## TASK
Could you reproduce all of the data below verbatim, line for line?

※

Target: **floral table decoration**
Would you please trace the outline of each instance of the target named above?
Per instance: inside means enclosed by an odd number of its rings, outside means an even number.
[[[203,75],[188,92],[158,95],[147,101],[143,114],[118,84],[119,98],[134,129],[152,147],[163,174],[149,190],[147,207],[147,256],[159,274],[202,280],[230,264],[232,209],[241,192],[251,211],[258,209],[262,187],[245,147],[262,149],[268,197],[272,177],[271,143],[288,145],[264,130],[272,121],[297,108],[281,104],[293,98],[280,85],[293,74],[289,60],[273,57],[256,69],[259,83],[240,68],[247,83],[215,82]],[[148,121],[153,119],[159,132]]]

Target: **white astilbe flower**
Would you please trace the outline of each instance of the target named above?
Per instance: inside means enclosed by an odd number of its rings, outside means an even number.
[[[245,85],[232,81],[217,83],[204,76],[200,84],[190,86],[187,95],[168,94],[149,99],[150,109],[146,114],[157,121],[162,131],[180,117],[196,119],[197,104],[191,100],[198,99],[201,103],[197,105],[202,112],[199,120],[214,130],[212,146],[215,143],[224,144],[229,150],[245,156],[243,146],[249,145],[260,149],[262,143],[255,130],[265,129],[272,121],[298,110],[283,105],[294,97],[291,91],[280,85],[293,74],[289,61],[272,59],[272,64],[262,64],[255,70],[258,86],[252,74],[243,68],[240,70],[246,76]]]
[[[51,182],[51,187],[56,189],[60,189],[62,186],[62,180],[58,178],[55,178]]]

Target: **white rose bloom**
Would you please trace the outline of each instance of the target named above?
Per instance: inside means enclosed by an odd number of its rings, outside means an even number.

※

## ANSWER IN FULL
Target: **floral table decoration**
Would you please trace the outline of each instance of the target named above?
Per instance: inside means enclosed by an odd number of its rings, outside means an even number.
[[[203,75],[188,92],[158,95],[147,101],[143,114],[118,84],[119,98],[134,129],[152,147],[163,174],[149,190],[147,207],[147,256],[159,274],[202,280],[230,264],[232,209],[241,192],[251,211],[258,209],[262,187],[245,147],[262,149],[268,197],[272,177],[271,143],[288,145],[264,130],[272,121],[297,108],[281,104],[293,98],[280,85],[293,74],[289,60],[273,57],[256,69],[259,83],[240,68],[247,83],[215,82]],[[148,121],[153,119],[159,132]]]

Target: **white astilbe flower**
Would you please trace the outline of each instance of the target named above?
Per instance: inside means enclosed by an odd number of its rings, outside means an even number.
[[[245,85],[232,81],[217,83],[204,76],[200,84],[190,86],[187,95],[168,94],[149,99],[150,109],[146,114],[157,121],[162,131],[180,117],[196,119],[197,104],[191,100],[198,99],[201,103],[197,105],[202,112],[199,120],[214,130],[212,146],[215,143],[224,144],[229,150],[245,156],[243,146],[249,145],[260,149],[262,143],[255,130],[265,129],[272,121],[298,110],[283,105],[294,97],[291,91],[280,85],[293,74],[289,61],[272,59],[272,64],[262,64],[255,70],[258,86],[252,74],[243,68],[240,70],[246,76]]]
[[[51,182],[51,187],[56,189],[60,189],[62,186],[62,180],[58,178],[55,178]]]

Target: **white rose bloom**
Would you please trace the outline of each instance of the target named above?
Per instance: inside means enclosed by an odd number of its rings, outside means an even number.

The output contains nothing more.